■ **Records supplied**
—————

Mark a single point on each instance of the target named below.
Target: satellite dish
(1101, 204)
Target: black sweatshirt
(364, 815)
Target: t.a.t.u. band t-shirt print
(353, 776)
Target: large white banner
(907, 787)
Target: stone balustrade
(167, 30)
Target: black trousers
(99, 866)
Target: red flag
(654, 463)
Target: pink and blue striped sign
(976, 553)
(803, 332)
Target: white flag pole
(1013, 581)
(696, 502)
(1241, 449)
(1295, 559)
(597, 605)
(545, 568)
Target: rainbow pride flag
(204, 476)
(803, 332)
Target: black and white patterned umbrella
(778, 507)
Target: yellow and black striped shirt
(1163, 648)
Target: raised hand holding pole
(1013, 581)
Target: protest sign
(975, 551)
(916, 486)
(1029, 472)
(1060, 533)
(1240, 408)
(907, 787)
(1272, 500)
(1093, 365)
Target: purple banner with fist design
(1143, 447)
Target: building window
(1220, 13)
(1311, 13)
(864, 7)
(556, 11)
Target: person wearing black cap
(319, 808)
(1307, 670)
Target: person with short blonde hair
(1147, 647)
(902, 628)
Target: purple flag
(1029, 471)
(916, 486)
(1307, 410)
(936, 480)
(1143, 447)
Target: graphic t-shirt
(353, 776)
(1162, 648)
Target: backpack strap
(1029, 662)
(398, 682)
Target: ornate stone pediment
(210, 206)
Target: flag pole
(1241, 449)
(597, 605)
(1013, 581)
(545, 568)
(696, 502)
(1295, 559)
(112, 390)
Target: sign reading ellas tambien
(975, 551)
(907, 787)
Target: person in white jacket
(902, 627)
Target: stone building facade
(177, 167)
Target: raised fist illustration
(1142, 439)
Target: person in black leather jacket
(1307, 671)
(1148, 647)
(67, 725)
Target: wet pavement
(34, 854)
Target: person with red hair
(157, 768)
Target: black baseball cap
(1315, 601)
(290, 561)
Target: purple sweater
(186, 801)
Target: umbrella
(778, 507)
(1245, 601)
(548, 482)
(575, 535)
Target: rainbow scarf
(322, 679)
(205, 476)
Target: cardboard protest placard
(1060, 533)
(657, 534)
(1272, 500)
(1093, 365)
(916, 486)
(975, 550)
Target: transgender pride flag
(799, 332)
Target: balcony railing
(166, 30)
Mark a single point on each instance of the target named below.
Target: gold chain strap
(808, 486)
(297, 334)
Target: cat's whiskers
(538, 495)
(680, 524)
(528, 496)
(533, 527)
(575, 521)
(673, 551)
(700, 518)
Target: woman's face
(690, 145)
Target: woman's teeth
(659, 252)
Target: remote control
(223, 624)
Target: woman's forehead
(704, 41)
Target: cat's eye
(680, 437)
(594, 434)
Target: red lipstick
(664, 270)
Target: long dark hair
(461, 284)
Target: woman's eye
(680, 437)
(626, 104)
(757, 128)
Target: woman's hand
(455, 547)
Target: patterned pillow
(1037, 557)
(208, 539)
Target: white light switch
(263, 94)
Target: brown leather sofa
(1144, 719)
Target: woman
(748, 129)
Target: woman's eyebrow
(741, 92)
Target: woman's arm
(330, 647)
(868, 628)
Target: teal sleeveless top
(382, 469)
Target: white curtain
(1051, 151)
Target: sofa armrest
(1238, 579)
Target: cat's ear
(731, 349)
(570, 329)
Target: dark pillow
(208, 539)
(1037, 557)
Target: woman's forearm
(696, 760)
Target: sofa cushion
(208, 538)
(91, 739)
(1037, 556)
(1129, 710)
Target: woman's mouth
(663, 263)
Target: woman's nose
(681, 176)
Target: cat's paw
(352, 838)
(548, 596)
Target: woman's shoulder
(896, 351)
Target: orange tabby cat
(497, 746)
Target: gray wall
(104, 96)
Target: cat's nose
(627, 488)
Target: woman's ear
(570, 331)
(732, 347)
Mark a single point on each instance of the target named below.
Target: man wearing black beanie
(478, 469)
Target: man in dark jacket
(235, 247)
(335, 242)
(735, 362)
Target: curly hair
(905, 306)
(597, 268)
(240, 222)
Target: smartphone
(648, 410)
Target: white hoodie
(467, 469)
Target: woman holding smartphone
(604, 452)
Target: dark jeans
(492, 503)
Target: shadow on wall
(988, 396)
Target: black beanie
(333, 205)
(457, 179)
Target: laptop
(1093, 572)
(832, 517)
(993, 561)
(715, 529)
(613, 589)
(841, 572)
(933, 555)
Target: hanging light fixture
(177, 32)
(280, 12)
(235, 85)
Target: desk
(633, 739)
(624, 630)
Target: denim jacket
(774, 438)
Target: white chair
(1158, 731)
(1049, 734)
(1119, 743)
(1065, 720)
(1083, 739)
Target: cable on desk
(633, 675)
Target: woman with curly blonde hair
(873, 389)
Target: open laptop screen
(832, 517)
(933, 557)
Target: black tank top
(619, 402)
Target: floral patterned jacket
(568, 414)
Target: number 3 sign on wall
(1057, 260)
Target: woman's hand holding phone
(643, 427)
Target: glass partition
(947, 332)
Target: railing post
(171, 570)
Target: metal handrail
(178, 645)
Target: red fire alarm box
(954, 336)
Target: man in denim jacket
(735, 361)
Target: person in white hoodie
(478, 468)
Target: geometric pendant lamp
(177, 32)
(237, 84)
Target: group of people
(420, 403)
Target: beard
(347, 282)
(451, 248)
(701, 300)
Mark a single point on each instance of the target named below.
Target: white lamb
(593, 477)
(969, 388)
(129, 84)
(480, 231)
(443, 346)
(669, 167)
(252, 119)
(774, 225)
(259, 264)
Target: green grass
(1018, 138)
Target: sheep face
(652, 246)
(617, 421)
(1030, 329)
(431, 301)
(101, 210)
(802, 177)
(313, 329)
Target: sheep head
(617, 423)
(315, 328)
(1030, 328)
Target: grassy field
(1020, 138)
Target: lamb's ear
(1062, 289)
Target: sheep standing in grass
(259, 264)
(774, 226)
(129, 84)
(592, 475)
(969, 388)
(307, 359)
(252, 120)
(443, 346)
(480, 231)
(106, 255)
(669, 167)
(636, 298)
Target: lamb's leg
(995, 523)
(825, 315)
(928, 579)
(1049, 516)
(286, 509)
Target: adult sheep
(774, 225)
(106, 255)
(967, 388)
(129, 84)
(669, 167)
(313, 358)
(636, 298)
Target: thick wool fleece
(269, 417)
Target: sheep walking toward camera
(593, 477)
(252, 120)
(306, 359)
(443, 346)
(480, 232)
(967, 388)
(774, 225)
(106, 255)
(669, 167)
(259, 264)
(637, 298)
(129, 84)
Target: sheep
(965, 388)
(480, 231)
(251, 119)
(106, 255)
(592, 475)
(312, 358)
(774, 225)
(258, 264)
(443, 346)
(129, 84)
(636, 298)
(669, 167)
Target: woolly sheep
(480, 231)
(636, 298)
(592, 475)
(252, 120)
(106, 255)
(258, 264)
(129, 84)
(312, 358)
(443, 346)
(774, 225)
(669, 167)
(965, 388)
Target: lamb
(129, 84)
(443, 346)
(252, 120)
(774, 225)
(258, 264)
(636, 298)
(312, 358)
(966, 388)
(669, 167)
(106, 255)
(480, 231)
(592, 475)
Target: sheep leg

—————

■ **Action item**
Beginning with the first line and ending with the last, copy the material above exactly.

■ **Written response**
Mark a single point on each instance of the target named below.
Target: satellite dish
(1101, 204)
Target: black sweatshirt
(364, 815)
Target: t.a.t.u. band t-shirt print
(353, 776)
Target: large white banner
(907, 787)
Target: stone balustrade
(167, 30)
Target: black trousers
(99, 866)
Target: red flag
(654, 463)
Target: pink and blue striped sign
(976, 553)
(803, 332)
Target: white flag pole
(1013, 581)
(696, 502)
(1241, 449)
(1295, 559)
(597, 605)
(545, 568)
Target: rainbow pride flag
(204, 476)
(803, 332)
Target: black and white patterned umbrella
(778, 507)
Target: yellow and black striped shirt
(1163, 648)
Target: raised hand holding pole
(1013, 581)
Target: protest sign
(975, 551)
(916, 486)
(1029, 472)
(1060, 533)
(1240, 408)
(907, 787)
(1272, 500)
(1093, 365)
Target: purple banner with fist design
(1143, 447)
Target: building window
(1220, 13)
(1311, 13)
(864, 7)
(556, 11)
Target: person wearing black cap
(319, 808)
(1307, 670)
Target: person with short blonde hair
(1147, 647)
(902, 628)
Target: purple flag
(1029, 471)
(916, 486)
(1307, 410)
(936, 480)
(1143, 447)
Target: graphic t-shirt
(353, 776)
(1162, 648)
Target: backpack strap
(1029, 662)
(398, 682)
Target: ornate stone pediment
(210, 206)
Target: flag pole
(1241, 449)
(597, 605)
(1013, 581)
(545, 568)
(696, 502)
(1295, 559)
(112, 390)
Target: sign reading ellas tambien
(975, 551)
(907, 787)
Target: person in white jacket
(902, 627)
Target: stone building facade
(177, 167)
Target: raised fist illustration
(1142, 439)
Target: person in black leather jacket
(1307, 671)
(1148, 647)
(67, 725)
Target: wet pavement
(34, 854)
Target: person with red hair
(157, 768)
Target: black baseball cap
(1315, 601)
(290, 561)
Target: purple sweater
(186, 801)
Target: umbrella
(778, 507)
(1245, 601)
(548, 482)
(575, 535)
Target: rainbow scarf
(322, 679)
(205, 476)
Target: cardboard protest placard
(1060, 533)
(657, 534)
(1272, 500)
(1093, 365)
(916, 486)
(975, 550)
Target: transgender pride flag
(799, 332)
Target: balcony railing
(166, 30)
Mark a single point on each instance of the target named below.
Target: gold chain strap
(808, 486)
(297, 334)
Target: cat's whiskers
(538, 495)
(680, 524)
(528, 496)
(533, 527)
(575, 521)
(673, 551)
(700, 518)
Target: woman's face
(690, 145)
Target: woman's teeth
(659, 252)
Target: remote control
(223, 624)
Target: woman's forehead
(704, 41)
Target: cat's eye
(680, 437)
(594, 434)
Target: red lipstick
(664, 270)
Target: long dark hair
(461, 284)
Target: woman's eye
(680, 437)
(626, 104)
(757, 128)
Target: woman's hand
(455, 547)
Target: patterned pillow
(1037, 557)
(208, 539)
Target: white light switch
(263, 94)
Target: brown leather sofa
(1144, 719)
Target: woman
(748, 129)
Target: woman's eyebrow
(741, 92)
Target: woman's arm
(330, 647)
(868, 628)
Target: teal sleeveless top
(382, 469)
Target: white curtain
(1051, 151)
Target: sofa armrest
(1238, 579)
Target: cat's ear
(731, 349)
(570, 329)
Target: dark pillow
(208, 539)
(1037, 557)
Target: woman's forearm
(696, 760)
Target: sofa cushion
(208, 538)
(91, 739)
(1037, 556)
(1129, 710)
Target: woman's mouth
(663, 263)
Target: woman's nose
(681, 176)
Target: cat's paw
(352, 838)
(548, 596)
Target: woman's shoulder
(896, 351)
Target: orange tabby cat
(497, 746)
Target: gray wall
(104, 96)
Target: cat's nose
(627, 488)
Target: woman's ear
(570, 331)
(732, 347)
Mark a single point on each instance of the target named below.
Target: man wearing black beanie
(478, 469)
Target: man in dark jacket
(235, 247)
(335, 242)
(735, 362)
Target: curly hair
(905, 306)
(597, 268)
(240, 222)
Target: smartphone
(648, 410)
Target: white hoodie
(467, 469)
Target: woman holding smartphone
(604, 452)
Target: dark jeans
(492, 503)
Target: shadow on wall
(988, 396)
Target: black beanie
(333, 205)
(457, 179)
Target: laptop
(1093, 572)
(832, 517)
(993, 561)
(715, 529)
(613, 589)
(841, 572)
(933, 555)
Target: hanging light fixture
(177, 32)
(280, 12)
(235, 85)
Target: desk
(633, 739)
(624, 630)
Target: denim jacket
(774, 438)
Target: white chair
(1158, 731)
(1049, 734)
(1119, 743)
(1065, 720)
(1083, 739)
Target: cable on desk
(633, 675)
Target: woman with curly blonde hair
(873, 389)
Target: open laptop screen
(832, 517)
(933, 557)
Target: black tank top
(619, 402)
Target: floral patterned jacket
(568, 414)
Target: number 3 sign on wall
(1057, 260)
Target: woman's hand holding phone
(643, 427)
Target: glass partition
(947, 332)
Target: railing post
(171, 570)
Target: metal handrail
(178, 645)
Target: red fire alarm box
(954, 336)
Target: man in denim jacket
(735, 361)
Target: person in white hoodie
(478, 468)
Target: geometric pendant lamp
(177, 32)
(237, 84)
Target: group of people
(420, 403)
Target: beard
(347, 282)
(451, 248)
(701, 300)
Mark a single point on each instance of the target named below.
Target: white lamb
(593, 477)
(969, 388)
(129, 84)
(480, 231)
(443, 346)
(669, 167)
(252, 119)
(774, 225)
(259, 264)
Target: green grass
(1018, 138)
Target: sheep face
(652, 246)
(617, 421)
(1030, 329)
(431, 301)
(101, 210)
(802, 177)
(313, 329)
Target: sheep head
(617, 423)
(315, 328)
(1030, 328)
Target: grassy field
(1020, 138)
Target: lamb's ear
(1062, 289)
Target: sheep standing in grass
(259, 264)
(774, 226)
(129, 84)
(592, 475)
(969, 388)
(307, 359)
(252, 120)
(443, 346)
(480, 231)
(106, 255)
(669, 167)
(636, 298)
Target: lamb's leg
(995, 523)
(825, 315)
(928, 579)
(1049, 516)
(286, 509)
Target: adult sheep
(774, 225)
(106, 255)
(967, 388)
(129, 84)
(669, 167)
(313, 358)
(636, 298)
Target: thick wool fleece
(269, 417)
Target: sheep walking toward camera
(593, 477)
(252, 120)
(306, 359)
(443, 346)
(480, 232)
(967, 388)
(774, 225)
(106, 255)
(669, 167)
(259, 264)
(637, 298)
(129, 84)
Target: sheep
(965, 388)
(480, 231)
(251, 119)
(106, 255)
(592, 475)
(312, 358)
(774, 225)
(258, 264)
(443, 346)
(129, 84)
(636, 298)
(669, 167)
Target: woolly sheep
(480, 231)
(636, 298)
(592, 475)
(252, 120)
(106, 255)
(258, 264)
(129, 84)
(312, 358)
(443, 346)
(774, 225)
(669, 167)
(965, 388)
Target: lamb
(129, 84)
(443, 346)
(252, 120)
(774, 225)
(258, 264)
(636, 298)
(312, 358)
(966, 388)
(669, 167)
(106, 255)
(480, 231)
(592, 475)
Target: sheep leg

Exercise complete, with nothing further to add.